I have recently been implementing one of the vehicle control algorithms that solves the "steering to the point" problem. The algorithm itself involves multiple matrix ODE solving and I wanted to implement my main algorithm class in such a way that it was independent on system (ODE) we wish to control.
The most intuitive approach seems to be:
class EquationBase
{
public:
virtual ~EquationBase();
/* Due to supposed bug in odeint this class is not abstract and operator() is not pure virtual */
virtual void operator() (const state_type &x, state_type &dxdt, const time_type t);
/* method specific for the considered algorithm, this should be part of the interface */
virtual void setLambdas(std::vector<double> lambdas);
};
class VehicleEquation: public EquationBase
{
public:
VehicleEquation();
~VehicleEquation();
void operator() (const state_type &x, state_type &dxdt, const time_type t) override;
void setLambdas(std::vector<double> lambdas) override;
private:
/* here some fields/methods specific for the system */
};
class MyAlgorithm
{
public:
MyAlgorithm();
MyAlgorithm(EquationBase *eq);
void start();
private:
EquationBase *eqPtr_;
};
Now each system that is a child of EquationBase may be used via eqPtr. Unfortunately, a second argument (ODE System) to the odeint::integrate_adaptive must be an object, not a pointer. To bypass this limitation I introduced a wrapper that contains the actual pointer to the ODE system, but does not need to use virtual functions itself:
class EquationWrapper
{
public:
void operator() (const state_type &x, state_type &dxdt, const time_type t)
============
REQUIRED WORK:
Can you reproduce the stretch of the odeint write-up from "I have recently" through "wish to control." word for word?
============
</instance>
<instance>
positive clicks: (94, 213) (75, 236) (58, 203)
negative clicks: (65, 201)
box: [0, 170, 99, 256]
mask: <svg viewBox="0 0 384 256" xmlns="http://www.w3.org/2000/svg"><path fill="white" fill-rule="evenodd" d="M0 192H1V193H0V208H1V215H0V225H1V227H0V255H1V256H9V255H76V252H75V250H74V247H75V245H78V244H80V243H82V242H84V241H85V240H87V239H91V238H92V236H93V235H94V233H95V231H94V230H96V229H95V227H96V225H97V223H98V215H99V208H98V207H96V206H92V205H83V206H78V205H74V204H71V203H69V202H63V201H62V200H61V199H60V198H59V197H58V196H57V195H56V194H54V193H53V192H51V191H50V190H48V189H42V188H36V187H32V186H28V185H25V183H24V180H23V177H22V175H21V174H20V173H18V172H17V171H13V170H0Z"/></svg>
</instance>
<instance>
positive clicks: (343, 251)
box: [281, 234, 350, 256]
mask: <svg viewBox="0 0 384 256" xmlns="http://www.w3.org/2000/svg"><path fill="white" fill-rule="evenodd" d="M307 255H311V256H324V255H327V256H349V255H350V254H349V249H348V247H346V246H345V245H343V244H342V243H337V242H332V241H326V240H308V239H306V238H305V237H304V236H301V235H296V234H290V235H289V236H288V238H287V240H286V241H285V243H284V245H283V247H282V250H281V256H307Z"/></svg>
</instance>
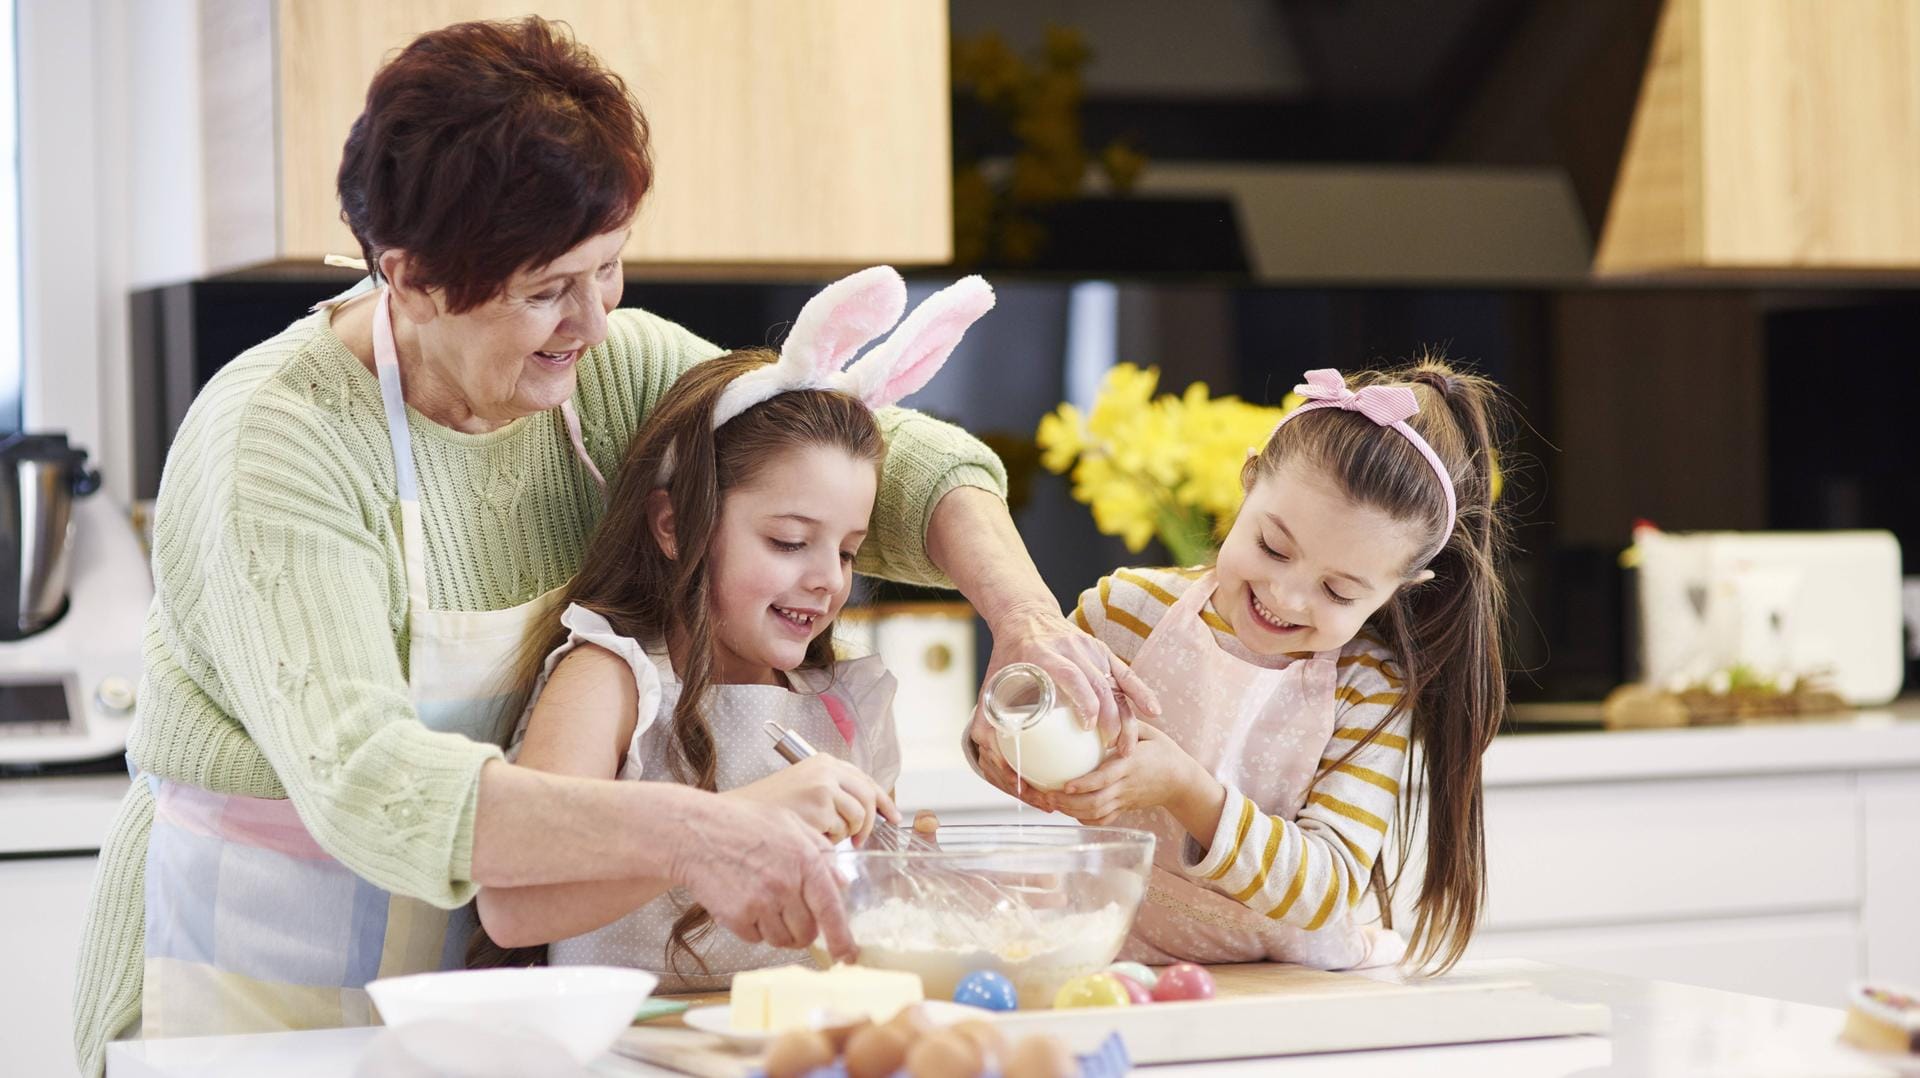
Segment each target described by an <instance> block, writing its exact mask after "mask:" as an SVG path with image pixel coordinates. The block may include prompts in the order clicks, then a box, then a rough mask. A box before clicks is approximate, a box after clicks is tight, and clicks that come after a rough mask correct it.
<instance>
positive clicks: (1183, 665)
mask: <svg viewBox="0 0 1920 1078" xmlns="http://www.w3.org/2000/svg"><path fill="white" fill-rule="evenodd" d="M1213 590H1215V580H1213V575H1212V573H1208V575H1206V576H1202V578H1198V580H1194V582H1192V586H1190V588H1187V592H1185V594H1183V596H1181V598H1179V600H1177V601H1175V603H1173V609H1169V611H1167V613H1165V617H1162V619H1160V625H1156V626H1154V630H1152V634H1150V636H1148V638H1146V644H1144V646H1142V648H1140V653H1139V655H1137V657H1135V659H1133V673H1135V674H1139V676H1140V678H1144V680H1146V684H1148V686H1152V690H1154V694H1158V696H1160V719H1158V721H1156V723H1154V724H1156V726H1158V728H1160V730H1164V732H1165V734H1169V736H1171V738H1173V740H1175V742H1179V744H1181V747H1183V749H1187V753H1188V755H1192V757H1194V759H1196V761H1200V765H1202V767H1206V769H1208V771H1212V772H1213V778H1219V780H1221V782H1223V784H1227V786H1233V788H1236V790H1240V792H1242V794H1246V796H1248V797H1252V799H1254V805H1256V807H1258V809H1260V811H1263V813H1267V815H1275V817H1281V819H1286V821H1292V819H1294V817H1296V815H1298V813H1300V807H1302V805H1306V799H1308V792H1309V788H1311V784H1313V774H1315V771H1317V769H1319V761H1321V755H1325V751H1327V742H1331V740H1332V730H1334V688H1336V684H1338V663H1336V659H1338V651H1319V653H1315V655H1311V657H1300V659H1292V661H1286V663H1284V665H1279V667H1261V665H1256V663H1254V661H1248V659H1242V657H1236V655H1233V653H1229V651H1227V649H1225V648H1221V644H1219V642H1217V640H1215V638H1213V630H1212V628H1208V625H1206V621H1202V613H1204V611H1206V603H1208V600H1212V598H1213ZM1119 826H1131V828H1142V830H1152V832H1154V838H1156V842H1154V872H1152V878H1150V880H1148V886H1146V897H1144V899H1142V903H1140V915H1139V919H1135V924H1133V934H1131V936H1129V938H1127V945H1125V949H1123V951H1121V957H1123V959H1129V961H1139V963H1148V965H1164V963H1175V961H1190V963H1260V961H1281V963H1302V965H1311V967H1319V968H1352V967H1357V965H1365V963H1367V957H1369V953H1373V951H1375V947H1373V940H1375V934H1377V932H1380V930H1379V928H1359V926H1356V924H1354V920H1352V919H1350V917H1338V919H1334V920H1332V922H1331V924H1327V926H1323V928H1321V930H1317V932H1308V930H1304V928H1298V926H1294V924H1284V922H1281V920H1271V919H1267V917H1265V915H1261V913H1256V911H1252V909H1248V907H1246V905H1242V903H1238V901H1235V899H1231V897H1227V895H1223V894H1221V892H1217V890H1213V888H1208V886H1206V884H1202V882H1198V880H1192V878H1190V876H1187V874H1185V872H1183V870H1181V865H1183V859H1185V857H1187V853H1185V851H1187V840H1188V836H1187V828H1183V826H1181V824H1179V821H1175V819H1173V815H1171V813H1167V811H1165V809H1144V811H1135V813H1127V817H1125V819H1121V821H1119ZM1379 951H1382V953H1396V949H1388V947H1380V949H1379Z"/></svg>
============
TASK OUTPUT:
I have recently been implementing one of the vehicle control algorithms that solves the "steering to the point" problem. The algorithm itself involves multiple matrix ODE solving and I wanted to implement my main algorithm class in such a way that it was independent on system (ODE) we wish to control.